===== Testo fornito =====
24 maggio 2007
Una riflessione basata su un fatto di cronaca...
Vedi anche:
IN EVIDENZA: Il documentario della BBC dice il falso: ecco le prove!
Saggio di teologia ratzingeriana
Cari amici, non sapevo se riportare o meno la notizia perche' concerne un processo penale conclusosi sfavorevolmente per l'imputato.
Si tratta, pero', da cio' che si intuisce, del procedimento di primo grado. Ricordiamoci, dunque, che ogni persona e' innocente finche' non si e' esaurito l'ultimo grado di giudizio.
Comunque mi sembra importante segnalare quanto segue al fine di comprendere meglio l'atteggiamento del Vaticano nei confronti della piaga della pedofilia.
Non so quale fosse l'intento dei giornali ma hanno dato una grossa mano alla nostra causa :-)
Se, al contrario, l'intento era quello di screditare la Chiesa, beh, siamo di fronte ad un autogol...
Agli articoli segue il mio commento.
Raffaella
Abusi, dodici anni a un sacerdote
MILANO — Dodici anni di carcere per ripetuti abusi sessuali su minorenni e detenzione di materiale pedopornografico: il missionario in Nicaragua don Marco Dessì, 59 anni, da mesi sospeso a divinis dal Vaticano, è stato condannato ieri con rito abbreviato dal gup di Parma. Il pm aveva chiesto 16 anni. L'accusa ha ricordato «le prove schiaccianti» che testimoniano come il prete abbia abusato di tre bambini di un coro da lui fondato e di orfanelli ospitati nella missione di Chinandega.
Corriere della sera, 24 maggio 2007
Don Marco Dessì condannato per pedofilia
Mauro Lissia
Il missionario di Villamassargia riconosciuto colpevole: 12 anni di carcere PARMA. Dodici anni, quattro in meno di quanti ne aveva chiesto il pubblico ministero Lucia Russo. Ma il riconoscimento pieno di una responsabilità che migliaia di persone in Nicaragua, i familiari, i fedeli di don Marco Dessì (59 anni) mettevano fortemente in dubbio. Ora c’è una sentenza, la prima della serie: il sacerdote-missionario di Villamassargia, sospeso a diviniis dal Vaticano, è colpevole di violenza e molestie sessuali su minorenni, oltre che di possesso di materiale pedopornografico. I casi accertati dall’inchiesta giudiziria e finiti agli atti del processo sono almeno sei e tre dei ragazzi, oggi maggiorenni, dovranno essere risarciti con centomila euro ciascuno a titolo di provvisionale immediamente esigibile.
=====
--- Compiti richiesti ---
1 – Secondo il testo, quanti anni di carcere aveva chiesto il pubblico ministero?
2 – Per favore, riscrivi il testo da "Non so quale" fino a "ad un autogol..." compreso, mettendo "quotidiani" al posto di "giornali".
Per questo lavoro i dati non servono.
===== Materiale fornito =====
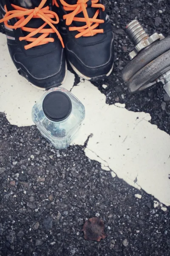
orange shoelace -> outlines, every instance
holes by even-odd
=====
--- Risultati per compito ---
1 – Sedici anni.

2 –
Non so quale fosse l'intento dei quotidiani ma hanno dato una grossa mano alla nostra causa :-)
Se, al contrario, l'intento era quello di screditare la Chiesa, beh, siamo di fronte ad un autogol...